====== TESTO FORNITO ======
Il programma sperimentale è rivolto prioritariamente ad anziani non autosufficienti o a grave rischio di perdita dell’autosufficienza, alle persone con disabilità psichiche o fisiche, alle persone con disturbo mentale, ospiti di strutture residenziali a carattere sociale e/o sanitario, che esprimono il desiderio e sono nelle condizioni di ritornare a casa dalla propria famiglia. Le linee di indirizzo estendono il programma alle persone in condizioni di dipendenza assistenziale in quanto affette da patologie croniche invalidanti o in condizioni di disabilità, la cui permanenza nel proprio domicilio è gravemente condizionata dalla presenza di una rete di servizi.

I beneficiari del programma sperimentale non possono accedere alla graduatoria per i piani personalizzati in favore delle persone con handicap grave (Legge 162/98).
======
=== CONSEGNA ===
Rispondi in base al testo sul programma sperimentale:
(a) Che cosa desiderano fare gli ospiti delle strutture residenziali a cui il programma è rivolto?
(b) A chi estendono il programma le linee di indirizzo?
(c) A quale graduatoria non possono accedere i beneficiari del programma?
====== DATI FORNITI ======
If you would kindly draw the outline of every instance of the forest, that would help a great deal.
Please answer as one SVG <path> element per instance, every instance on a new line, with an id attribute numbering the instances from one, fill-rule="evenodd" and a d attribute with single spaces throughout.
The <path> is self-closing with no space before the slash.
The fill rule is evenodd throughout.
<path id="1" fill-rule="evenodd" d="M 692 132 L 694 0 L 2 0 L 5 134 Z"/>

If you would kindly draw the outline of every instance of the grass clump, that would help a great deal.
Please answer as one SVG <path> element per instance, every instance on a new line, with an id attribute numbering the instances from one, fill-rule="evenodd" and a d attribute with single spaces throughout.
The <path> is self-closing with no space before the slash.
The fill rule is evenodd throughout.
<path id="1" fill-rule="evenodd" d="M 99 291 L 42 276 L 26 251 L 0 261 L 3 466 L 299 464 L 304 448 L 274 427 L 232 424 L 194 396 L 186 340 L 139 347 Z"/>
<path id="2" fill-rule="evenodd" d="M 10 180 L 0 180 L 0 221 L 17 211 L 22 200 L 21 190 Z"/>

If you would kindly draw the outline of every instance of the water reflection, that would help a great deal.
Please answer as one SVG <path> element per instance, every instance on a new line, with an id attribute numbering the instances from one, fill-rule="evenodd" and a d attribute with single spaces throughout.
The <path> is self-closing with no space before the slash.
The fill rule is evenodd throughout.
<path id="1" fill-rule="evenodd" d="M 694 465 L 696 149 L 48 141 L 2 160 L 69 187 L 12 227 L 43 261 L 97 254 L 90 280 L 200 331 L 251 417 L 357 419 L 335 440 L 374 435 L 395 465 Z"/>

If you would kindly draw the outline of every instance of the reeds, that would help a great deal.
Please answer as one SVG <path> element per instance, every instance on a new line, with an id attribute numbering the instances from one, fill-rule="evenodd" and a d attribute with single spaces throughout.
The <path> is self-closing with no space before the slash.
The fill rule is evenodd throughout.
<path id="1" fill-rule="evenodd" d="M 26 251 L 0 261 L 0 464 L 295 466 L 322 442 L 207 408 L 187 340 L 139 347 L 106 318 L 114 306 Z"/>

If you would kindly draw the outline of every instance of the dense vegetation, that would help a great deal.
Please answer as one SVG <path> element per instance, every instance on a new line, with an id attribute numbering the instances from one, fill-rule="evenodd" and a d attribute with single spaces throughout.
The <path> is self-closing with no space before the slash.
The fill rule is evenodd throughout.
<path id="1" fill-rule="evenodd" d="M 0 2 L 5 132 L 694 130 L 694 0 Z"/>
======
=== RISPOSTA ===
(a) Desiderano ritornare a casa dalla propria famiglia e sono nelle condizioni di farlo.
(b) Lo estendono alle persone in condizioni di dipendenza assistenziale perché affette da patologie croniche invalidanti o in condizioni di disabilità.
(c) Non possono accedere alla graduatoria per i piani personalizzati in favore delle persone con handicap grave (Legge 162/98).